In the records below, from the line with "of the ocean." to the line with "[117,147,363,234]", replace "golden sand" with "yellow sand" and leave everything else unchanged. Return only those lines.

------ DATA LINES

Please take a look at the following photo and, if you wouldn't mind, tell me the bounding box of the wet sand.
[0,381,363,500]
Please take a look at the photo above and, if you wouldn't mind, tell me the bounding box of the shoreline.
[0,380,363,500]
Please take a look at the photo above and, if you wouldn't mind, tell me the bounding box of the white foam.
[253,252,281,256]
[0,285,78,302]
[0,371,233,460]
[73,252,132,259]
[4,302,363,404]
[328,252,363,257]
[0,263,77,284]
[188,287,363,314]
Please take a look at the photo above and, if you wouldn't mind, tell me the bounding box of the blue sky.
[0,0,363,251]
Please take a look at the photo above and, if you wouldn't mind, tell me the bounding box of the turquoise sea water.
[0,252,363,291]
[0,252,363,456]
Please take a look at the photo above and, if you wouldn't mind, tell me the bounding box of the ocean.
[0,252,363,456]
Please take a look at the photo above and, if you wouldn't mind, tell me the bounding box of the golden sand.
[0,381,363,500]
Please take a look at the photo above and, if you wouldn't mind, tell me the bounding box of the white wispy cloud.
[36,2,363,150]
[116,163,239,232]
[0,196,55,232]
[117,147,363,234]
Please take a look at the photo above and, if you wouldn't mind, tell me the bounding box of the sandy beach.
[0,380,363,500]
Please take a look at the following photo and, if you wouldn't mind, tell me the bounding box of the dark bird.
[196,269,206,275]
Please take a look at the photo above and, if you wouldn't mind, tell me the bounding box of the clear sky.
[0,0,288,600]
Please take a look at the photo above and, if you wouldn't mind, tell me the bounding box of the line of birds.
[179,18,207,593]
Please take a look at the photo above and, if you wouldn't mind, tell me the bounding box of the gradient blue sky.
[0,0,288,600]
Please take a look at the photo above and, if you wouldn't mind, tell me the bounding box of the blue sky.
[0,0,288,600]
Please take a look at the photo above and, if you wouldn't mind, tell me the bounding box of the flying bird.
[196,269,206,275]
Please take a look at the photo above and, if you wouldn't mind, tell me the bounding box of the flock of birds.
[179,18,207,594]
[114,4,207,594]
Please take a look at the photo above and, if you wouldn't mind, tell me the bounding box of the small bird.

------------

▸ **SOLUTION FOR THIS PROBLEM**
Please take a look at the photo above and, if you wouldn't mind, tell me the bounding box of the ocean.
[0,252,363,456]
Please take a look at the photo above and, if you wouldn't mind, tell me the bounding box of the yellow sand.
[0,381,363,500]
Please take a look at the photo above and, if you wouldn't mind, tell me the bounding box of the white wispy cloud.
[36,2,363,150]
[116,163,239,232]
[0,196,55,232]
[117,147,363,234]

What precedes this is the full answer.